Each record below must be returned exactly as shown.
---------------
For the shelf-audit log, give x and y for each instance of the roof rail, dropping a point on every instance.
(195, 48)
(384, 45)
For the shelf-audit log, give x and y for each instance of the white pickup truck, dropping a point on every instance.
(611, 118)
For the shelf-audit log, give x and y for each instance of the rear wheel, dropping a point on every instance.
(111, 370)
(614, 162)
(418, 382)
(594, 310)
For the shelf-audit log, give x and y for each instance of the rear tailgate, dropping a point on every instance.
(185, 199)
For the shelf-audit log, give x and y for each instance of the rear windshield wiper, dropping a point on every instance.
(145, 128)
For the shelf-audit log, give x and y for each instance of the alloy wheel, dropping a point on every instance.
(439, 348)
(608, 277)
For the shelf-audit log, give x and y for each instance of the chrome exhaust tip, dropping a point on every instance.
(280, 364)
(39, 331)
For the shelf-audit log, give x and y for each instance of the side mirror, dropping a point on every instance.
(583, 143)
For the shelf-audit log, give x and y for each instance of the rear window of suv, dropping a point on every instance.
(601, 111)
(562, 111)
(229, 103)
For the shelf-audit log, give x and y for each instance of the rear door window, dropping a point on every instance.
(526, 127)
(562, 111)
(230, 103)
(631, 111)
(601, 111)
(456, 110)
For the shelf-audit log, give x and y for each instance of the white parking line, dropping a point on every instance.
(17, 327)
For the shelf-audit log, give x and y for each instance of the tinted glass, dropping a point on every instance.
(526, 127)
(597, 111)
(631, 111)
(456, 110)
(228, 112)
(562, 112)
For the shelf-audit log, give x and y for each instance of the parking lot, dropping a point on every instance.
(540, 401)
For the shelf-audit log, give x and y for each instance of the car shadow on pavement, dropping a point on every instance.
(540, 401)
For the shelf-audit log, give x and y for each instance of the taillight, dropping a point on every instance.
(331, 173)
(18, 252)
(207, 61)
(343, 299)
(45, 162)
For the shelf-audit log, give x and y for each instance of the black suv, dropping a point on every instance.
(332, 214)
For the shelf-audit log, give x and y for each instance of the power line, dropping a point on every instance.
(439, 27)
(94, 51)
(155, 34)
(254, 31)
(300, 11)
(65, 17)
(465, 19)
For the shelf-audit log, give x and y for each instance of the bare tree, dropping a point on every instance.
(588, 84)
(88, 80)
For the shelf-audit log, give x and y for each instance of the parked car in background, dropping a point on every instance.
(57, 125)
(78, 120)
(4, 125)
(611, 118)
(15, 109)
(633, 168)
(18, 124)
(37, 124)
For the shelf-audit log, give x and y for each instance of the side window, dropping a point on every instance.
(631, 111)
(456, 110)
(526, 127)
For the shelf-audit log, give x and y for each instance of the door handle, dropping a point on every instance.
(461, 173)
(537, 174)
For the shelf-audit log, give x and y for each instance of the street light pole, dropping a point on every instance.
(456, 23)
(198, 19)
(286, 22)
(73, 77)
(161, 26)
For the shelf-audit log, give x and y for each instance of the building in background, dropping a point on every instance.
---------------
__Exercise result__:
For the shelf-audit log, give x and y for each instance of the roof rail, dropping a point on every instance.
(195, 48)
(384, 45)
For the shelf-audit log, give x and y for each instance of the white pickup truck, dropping a point on every instance.
(611, 118)
For the shelf-audit log, give x and y for each instance of the rear wheel, dropping a point on every instance.
(111, 370)
(614, 162)
(418, 382)
(594, 310)
For the shelf-audit log, give x and y for each instance of the rear tailgate, dropping a point on every instance.
(185, 199)
For the shelf-audit log, give x and y for each instance of the rear windshield wiper, dropping a point on every instance.
(145, 128)
For the shelf-audit log, give x and y for each instance of the alloy wheel, dropping a point on every instance.
(439, 348)
(608, 277)
For the shelf-audit log, give x and y for each instance of the chrome exhaust tip, dropping a point on every instance.
(280, 364)
(39, 331)
For the shelf-audit log, give x and y for each instance of the side mirror, dropping a point on every instance.
(583, 143)
For the shelf-audit log, give x and y for each instance of the rear window of suv, dropping a point on every instance.
(601, 111)
(562, 111)
(229, 103)
For the shelf-audit log, give x and y for each instance of the rear door window, dropping a point on every instance.
(526, 127)
(562, 111)
(230, 103)
(631, 111)
(601, 111)
(456, 110)
For the shelf-audit log, give x and y for each instance of the white parking line, dropping a point on every instance.
(17, 327)
For the shelf-audit log, give x and y for each instance of the tinted glass, dropping a point on every instance.
(526, 127)
(597, 111)
(631, 111)
(456, 110)
(228, 112)
(562, 112)
For the shelf-audit log, give x and y for each instance of the parking lot, dropping a point on every instance.
(540, 401)
For the shelf-audit log, give x and y for each instance of the car shadow on pavement, dropping a point on every instance.
(540, 401)
For the shelf-audit log, give x and y for each instance of the taillight, dropping a point on every instance.
(331, 173)
(18, 252)
(207, 61)
(343, 299)
(45, 162)
For the shelf-audit log, give x and y for each instance of the black suv, dropping a point on every instance.
(332, 214)
For the shelf-audit log, give x and y for each instance of the power line, dropping a point on every instance.
(439, 27)
(94, 51)
(155, 34)
(254, 31)
(300, 11)
(65, 17)
(465, 19)
For the shelf-audit log, give x and y for each instance of the bare tree, dropping a point on every instance.
(588, 84)
(88, 80)
For the shelf-audit log, give x and y for each instance of the parked car in background, dropping a point on every instance.
(57, 125)
(78, 120)
(4, 125)
(611, 118)
(15, 109)
(633, 168)
(18, 124)
(37, 124)
For the shelf-audit log, give x and y for each instance of the side window, dropping a point on every instance.
(631, 111)
(456, 110)
(526, 127)
For the shelf-audit log, give x and y for each instance of the door handle, dropping a point on every instance.
(461, 173)
(537, 174)
For the shelf-audit log, give x and y for each instance of the street light pole, dropping a point on every instance.
(456, 23)
(198, 19)
(286, 22)
(73, 77)
(161, 26)
For the shelf-audit log, give x and y for each instance of the building in background, dropping a point on every instance.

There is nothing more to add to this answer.